[START]
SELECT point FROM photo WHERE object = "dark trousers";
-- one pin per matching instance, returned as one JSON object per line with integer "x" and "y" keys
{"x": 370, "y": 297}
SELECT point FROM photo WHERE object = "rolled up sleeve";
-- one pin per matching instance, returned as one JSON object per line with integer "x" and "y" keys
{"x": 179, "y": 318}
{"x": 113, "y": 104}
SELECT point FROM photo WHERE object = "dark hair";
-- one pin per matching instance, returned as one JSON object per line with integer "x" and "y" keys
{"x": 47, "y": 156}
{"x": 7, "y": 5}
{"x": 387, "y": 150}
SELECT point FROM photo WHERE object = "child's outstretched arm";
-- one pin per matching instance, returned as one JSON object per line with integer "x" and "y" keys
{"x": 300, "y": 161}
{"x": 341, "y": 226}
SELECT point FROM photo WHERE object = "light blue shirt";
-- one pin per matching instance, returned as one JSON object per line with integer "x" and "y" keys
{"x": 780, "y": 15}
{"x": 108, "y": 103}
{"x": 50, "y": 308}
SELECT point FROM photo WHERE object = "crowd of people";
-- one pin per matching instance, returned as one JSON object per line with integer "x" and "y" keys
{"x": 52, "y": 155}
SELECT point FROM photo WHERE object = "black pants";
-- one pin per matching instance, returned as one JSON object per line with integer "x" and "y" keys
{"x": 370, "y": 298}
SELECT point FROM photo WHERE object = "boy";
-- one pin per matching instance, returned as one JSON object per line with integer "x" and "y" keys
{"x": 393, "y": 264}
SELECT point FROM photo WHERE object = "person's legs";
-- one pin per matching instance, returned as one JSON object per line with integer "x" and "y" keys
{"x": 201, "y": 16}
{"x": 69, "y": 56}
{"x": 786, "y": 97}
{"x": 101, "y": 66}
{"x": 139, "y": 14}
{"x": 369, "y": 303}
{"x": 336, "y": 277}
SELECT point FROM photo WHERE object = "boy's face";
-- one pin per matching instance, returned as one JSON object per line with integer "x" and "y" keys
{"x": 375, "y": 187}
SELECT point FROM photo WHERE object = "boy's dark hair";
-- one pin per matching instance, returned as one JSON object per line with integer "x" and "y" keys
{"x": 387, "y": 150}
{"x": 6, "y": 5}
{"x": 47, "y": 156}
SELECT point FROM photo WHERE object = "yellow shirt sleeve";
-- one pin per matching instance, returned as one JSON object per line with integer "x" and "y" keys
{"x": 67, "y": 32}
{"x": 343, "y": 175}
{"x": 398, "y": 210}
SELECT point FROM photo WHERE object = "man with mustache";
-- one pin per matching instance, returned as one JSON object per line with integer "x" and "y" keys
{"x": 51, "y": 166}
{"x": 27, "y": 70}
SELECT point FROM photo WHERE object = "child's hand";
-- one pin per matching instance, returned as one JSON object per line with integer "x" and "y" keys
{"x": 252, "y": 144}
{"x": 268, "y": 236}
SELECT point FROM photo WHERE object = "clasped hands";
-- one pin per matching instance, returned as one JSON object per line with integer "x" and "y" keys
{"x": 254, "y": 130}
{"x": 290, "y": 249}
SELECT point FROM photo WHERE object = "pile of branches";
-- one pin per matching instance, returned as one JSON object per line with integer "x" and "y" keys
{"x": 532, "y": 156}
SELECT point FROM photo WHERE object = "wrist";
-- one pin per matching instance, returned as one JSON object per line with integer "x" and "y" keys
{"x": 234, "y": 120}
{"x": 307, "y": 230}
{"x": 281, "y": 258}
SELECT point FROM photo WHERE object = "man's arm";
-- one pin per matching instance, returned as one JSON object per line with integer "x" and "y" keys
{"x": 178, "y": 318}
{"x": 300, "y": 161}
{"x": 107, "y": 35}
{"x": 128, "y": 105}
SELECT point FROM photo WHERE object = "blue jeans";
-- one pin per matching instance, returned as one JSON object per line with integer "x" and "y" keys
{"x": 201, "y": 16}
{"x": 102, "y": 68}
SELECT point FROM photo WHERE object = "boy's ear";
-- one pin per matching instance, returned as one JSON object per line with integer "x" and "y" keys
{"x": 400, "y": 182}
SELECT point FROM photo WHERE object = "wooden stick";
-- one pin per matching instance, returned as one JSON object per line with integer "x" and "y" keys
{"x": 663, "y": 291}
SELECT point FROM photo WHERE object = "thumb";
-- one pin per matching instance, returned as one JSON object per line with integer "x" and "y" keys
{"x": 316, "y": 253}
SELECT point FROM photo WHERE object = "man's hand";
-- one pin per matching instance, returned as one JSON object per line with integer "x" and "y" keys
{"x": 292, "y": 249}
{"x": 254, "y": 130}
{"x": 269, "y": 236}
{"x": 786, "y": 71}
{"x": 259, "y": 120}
[END]
TASK OBJECTIVE: Give the material above again, word for word.

RIGHT ANSWER:
SELECT point FROM photo WHERE object = "dark trousers";
-- one pin per matching instance, returned as one JSON object per line with integer "x" and "y" keys
{"x": 370, "y": 297}
SELECT point FROM photo WHERE object = "rolled up sleeve";
-- one pin per matching instance, returned as one JSON object per line with integer "x" and "y" keys
{"x": 179, "y": 318}
{"x": 113, "y": 104}
SELECT point FROM photo WHERE object = "dark hair";
-- one pin per matching instance, returned as one JSON object per line with integer "x" and "y" keys
{"x": 47, "y": 156}
{"x": 7, "y": 5}
{"x": 387, "y": 150}
SELECT point FROM photo WHERE object = "child's outstretched arm";
-- one pin per matching instance, returned as one JSON object per line with integer "x" and "y" keys
{"x": 300, "y": 161}
{"x": 341, "y": 226}
SELECT point FROM photo WHERE object = "light blue shirt";
-- one pin per matching instance, returned as one JSON object per line with integer "x" and "y" keys
{"x": 780, "y": 15}
{"x": 108, "y": 103}
{"x": 50, "y": 308}
SELECT point FROM photo WHERE object = "crowd of people";
-- one pin per matching instance, returned as one JSON object per line with integer "x" and "y" keys
{"x": 52, "y": 155}
SELECT point FROM photo WHERE object = "black pants";
-- one pin per matching instance, returned as one JSON object per line with integer "x" and "y" keys
{"x": 370, "y": 298}
SELECT point FROM photo WHERE object = "boy";
-- one pin per matching instance, returned as one JSON object per line with integer "x" and "y" keys
{"x": 393, "y": 264}
SELECT point FROM photo WHERE object = "person's legs";
-- one pin per matching instance, returned as one JSON object per line with integer "x" and "y" keys
{"x": 201, "y": 16}
{"x": 69, "y": 56}
{"x": 786, "y": 97}
{"x": 101, "y": 66}
{"x": 139, "y": 14}
{"x": 369, "y": 303}
{"x": 336, "y": 277}
SELECT point FROM photo WHERE object = "boy's face";
-- one pin per matching instance, returned as one JSON object per line with integer "x" and "y" keys
{"x": 375, "y": 187}
SELECT point FROM photo WHERE object = "boy's dark hair";
-- one pin per matching instance, returned as one JSON object per line with integer "x" and "y" keys
{"x": 387, "y": 150}
{"x": 6, "y": 5}
{"x": 47, "y": 156}
SELECT point FROM photo WHERE object = "yellow shirt sleeve";
-- one pin per matching instance, returned as one JSON object per line with integer "x" and "y" keys
{"x": 67, "y": 32}
{"x": 343, "y": 175}
{"x": 398, "y": 210}
SELECT point FROM photo WHERE object = "man with mustache";
-- one pin per matching instance, returned as one JSON object per line with integer "x" and "y" keys
{"x": 51, "y": 166}
{"x": 27, "y": 70}
SELECT point FROM photo WHERE object = "child's hand";
-- one pin per matching instance, returned as one JSON object per line with integer "x" and "y" keys
{"x": 252, "y": 144}
{"x": 268, "y": 236}
SELECT point FROM photo WHERE object = "clasped hands";
-- one pin per matching instance, returned as one JSON object per line with integer "x" and "y" keys
{"x": 254, "y": 130}
{"x": 290, "y": 249}
SELECT point FROM photo WHERE object = "pile of branches";
-- one pin per matching instance, returned as one JSON object per line with integer "x" and "y" keys
{"x": 532, "y": 156}
SELECT point FROM photo WHERE object = "wrist";
-- one pin per matching instance, returned as one JSON object per line with integer "x" and "y" keys
{"x": 234, "y": 120}
{"x": 307, "y": 230}
{"x": 281, "y": 258}
SELECT point FROM photo WHERE object = "man's arm";
-- one pin per matching instance, returned as one JSON object per line with integer "x" and "y" keys
{"x": 178, "y": 318}
{"x": 300, "y": 161}
{"x": 107, "y": 35}
{"x": 128, "y": 105}
SELECT point FROM photo WHERE object = "blue jeans";
-- one pin per matching instance, returned as one JSON object per line with integer "x" and "y" keys
{"x": 201, "y": 16}
{"x": 102, "y": 68}
SELECT point FROM photo WHERE object = "boy's ear";
-- one pin per matching instance, returned as one JSON object per line with integer "x" and "y" keys
{"x": 400, "y": 182}
SELECT point FROM photo WHERE object = "wooden stick";
-- one pin per matching instance, returned as one JSON object per line with integer "x" and "y" keys
{"x": 663, "y": 291}
SELECT point FROM photo WHERE object = "thumb";
-- one pin per matching instance, returned as one JSON object per line with integer "x" and "y" keys
{"x": 316, "y": 253}
SELECT point FROM photo WHERE object = "man's hand";
-- one pin per matching instance, returned as one JSON object per line with integer "x" and "y" keys
{"x": 292, "y": 249}
{"x": 254, "y": 130}
{"x": 269, "y": 236}
{"x": 786, "y": 71}
{"x": 259, "y": 120}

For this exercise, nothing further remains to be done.